Records from a point labeling set
● ● ● ● ●
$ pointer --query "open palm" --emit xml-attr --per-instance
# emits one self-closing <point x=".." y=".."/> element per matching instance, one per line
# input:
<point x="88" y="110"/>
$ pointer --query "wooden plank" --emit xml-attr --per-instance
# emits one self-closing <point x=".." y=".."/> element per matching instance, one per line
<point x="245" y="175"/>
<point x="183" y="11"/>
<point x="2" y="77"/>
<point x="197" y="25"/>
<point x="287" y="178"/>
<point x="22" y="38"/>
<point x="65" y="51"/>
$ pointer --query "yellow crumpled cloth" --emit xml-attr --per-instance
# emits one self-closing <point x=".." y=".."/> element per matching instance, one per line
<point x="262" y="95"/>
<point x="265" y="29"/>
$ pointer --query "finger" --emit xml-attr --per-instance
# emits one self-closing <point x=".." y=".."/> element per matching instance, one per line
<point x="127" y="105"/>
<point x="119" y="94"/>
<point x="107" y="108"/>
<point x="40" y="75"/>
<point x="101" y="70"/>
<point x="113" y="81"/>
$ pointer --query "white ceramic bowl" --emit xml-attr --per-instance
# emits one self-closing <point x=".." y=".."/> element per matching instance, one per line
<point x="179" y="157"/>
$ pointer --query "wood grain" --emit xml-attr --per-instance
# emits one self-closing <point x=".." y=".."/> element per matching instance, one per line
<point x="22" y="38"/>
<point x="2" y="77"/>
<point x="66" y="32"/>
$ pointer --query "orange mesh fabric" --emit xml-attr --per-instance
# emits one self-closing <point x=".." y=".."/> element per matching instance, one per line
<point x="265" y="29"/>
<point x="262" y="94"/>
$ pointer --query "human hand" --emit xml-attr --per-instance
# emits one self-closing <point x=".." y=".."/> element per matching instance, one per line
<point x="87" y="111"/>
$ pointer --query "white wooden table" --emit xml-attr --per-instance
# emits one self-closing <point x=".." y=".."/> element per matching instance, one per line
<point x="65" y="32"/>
● ● ● ● ●
— OBJECTIVE —
Once more, set down the full listing, verbatim.

— SOLUTION FOR THIS PROBLEM —
$ pointer --query "open palm" --emit xml-attr --per-instance
# emits one self-closing <point x=".." y=".."/> element per matching instance, one per line
# input:
<point x="88" y="110"/>
$ pointer --query "wooden plank" --emit xml-attr --per-instance
# emits one self-closing <point x=".." y=".."/> element per matching instance, one per line
<point x="245" y="175"/>
<point x="183" y="11"/>
<point x="2" y="77"/>
<point x="197" y="25"/>
<point x="287" y="178"/>
<point x="22" y="38"/>
<point x="65" y="51"/>
$ pointer --query "yellow crumpled cloth" --emit xml-attr --per-instance
# emits one self-closing <point x=".." y=".."/> element per matching instance, one per line
<point x="262" y="95"/>
<point x="265" y="29"/>
$ pointer --query "finger" --emit xml-attr --per-instance
# emits one self-closing <point x=".." y=".."/> element per matching instance, one per line
<point x="127" y="105"/>
<point x="119" y="94"/>
<point x="107" y="108"/>
<point x="40" y="75"/>
<point x="101" y="70"/>
<point x="113" y="81"/>
$ pointer --query "white ceramic bowl" --emit xml-attr --per-instance
# emits one self-closing <point x=".." y=".."/> element per matching instance, one per line
<point x="179" y="157"/>
$ pointer --query "wood grain" --emit xml-attr --per-instance
# emits one self-closing <point x=".." y=".."/> element per matching instance, one per line
<point x="22" y="38"/>
<point x="2" y="77"/>
<point x="66" y="32"/>
$ pointer --query "orange mesh fabric" --emit xml-attr --per-instance
# emits one self-closing <point x=".." y=".."/> element per matching instance, one per line
<point x="265" y="29"/>
<point x="262" y="94"/>
$ pointer --query "human hand" --emit xml-attr --per-instance
# emits one self-closing <point x=".." y=".."/> element per matching instance, one per line
<point x="87" y="111"/>
$ pointer --query "white wooden table" --emit xml-attr --per-instance
# emits one self-closing <point x=".." y=".."/> element per matching instance, one per line
<point x="65" y="32"/>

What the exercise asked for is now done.